(AIM OF THE TASK)
Reproduce each of the rows below verbatim, keeping every character, space, and line break unchanged.

(DATA FOR PROCESSING)
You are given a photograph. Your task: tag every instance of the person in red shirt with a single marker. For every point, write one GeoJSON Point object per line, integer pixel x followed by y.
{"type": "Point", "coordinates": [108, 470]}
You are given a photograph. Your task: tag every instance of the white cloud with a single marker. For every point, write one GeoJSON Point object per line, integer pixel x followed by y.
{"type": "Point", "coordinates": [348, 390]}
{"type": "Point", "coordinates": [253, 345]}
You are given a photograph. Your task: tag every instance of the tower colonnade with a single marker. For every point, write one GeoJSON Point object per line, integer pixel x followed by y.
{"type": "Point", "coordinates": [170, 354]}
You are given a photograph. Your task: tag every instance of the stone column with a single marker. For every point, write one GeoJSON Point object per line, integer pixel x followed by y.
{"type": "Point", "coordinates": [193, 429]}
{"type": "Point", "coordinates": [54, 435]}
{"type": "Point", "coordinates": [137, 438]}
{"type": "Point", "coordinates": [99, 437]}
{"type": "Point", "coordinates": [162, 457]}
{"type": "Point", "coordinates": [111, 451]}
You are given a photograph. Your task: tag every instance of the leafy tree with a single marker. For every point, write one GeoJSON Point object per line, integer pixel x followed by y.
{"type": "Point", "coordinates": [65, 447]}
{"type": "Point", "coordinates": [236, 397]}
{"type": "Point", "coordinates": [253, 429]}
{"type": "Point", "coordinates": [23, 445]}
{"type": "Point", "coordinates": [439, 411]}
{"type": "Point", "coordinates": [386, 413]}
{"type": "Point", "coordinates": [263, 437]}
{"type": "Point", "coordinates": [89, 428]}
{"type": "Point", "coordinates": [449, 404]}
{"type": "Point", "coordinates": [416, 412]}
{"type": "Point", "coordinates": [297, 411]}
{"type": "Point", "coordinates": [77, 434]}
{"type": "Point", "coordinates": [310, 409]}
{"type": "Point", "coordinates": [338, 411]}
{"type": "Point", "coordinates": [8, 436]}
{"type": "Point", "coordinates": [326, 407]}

(RESULT)
You are given a photograph. Your task: tag every instance of the person in red shirt with a single marker. For every point, write one GeoJSON Point object per line, integer pixel x followed by y.
{"type": "Point", "coordinates": [108, 470]}
You are given a photograph. Your task: tag every instance of the white cloud with a single marker. For every point, write one GeoJSON Point object per line, integer pixel x followed by y.
{"type": "Point", "coordinates": [348, 390]}
{"type": "Point", "coordinates": [253, 345]}
You are given a photograph. Your task: tag every instance of the tower colonnade with a single marker. For every point, write one GeoJSON Point object per line, integer pixel x followed by y.
{"type": "Point", "coordinates": [170, 354]}
You are given a photograph. Your task: tag every instance of the stone column with a single marker. For every point, write one GeoJSON Point object per line, integer pixel x followed by y.
{"type": "Point", "coordinates": [193, 429]}
{"type": "Point", "coordinates": [54, 435]}
{"type": "Point", "coordinates": [137, 438]}
{"type": "Point", "coordinates": [99, 437]}
{"type": "Point", "coordinates": [162, 457]}
{"type": "Point", "coordinates": [111, 451]}
You are given a photograph. Your task: tag every instance of the leafy tree with a single marker. For every point, write one GeoJSON Point object per line, integer pixel x followed by y.
{"type": "Point", "coordinates": [65, 447]}
{"type": "Point", "coordinates": [236, 397]}
{"type": "Point", "coordinates": [253, 429]}
{"type": "Point", "coordinates": [23, 445]}
{"type": "Point", "coordinates": [439, 411]}
{"type": "Point", "coordinates": [386, 413]}
{"type": "Point", "coordinates": [263, 437]}
{"type": "Point", "coordinates": [89, 428]}
{"type": "Point", "coordinates": [449, 404]}
{"type": "Point", "coordinates": [416, 412]}
{"type": "Point", "coordinates": [297, 411]}
{"type": "Point", "coordinates": [77, 434]}
{"type": "Point", "coordinates": [310, 409]}
{"type": "Point", "coordinates": [338, 411]}
{"type": "Point", "coordinates": [8, 436]}
{"type": "Point", "coordinates": [326, 407]}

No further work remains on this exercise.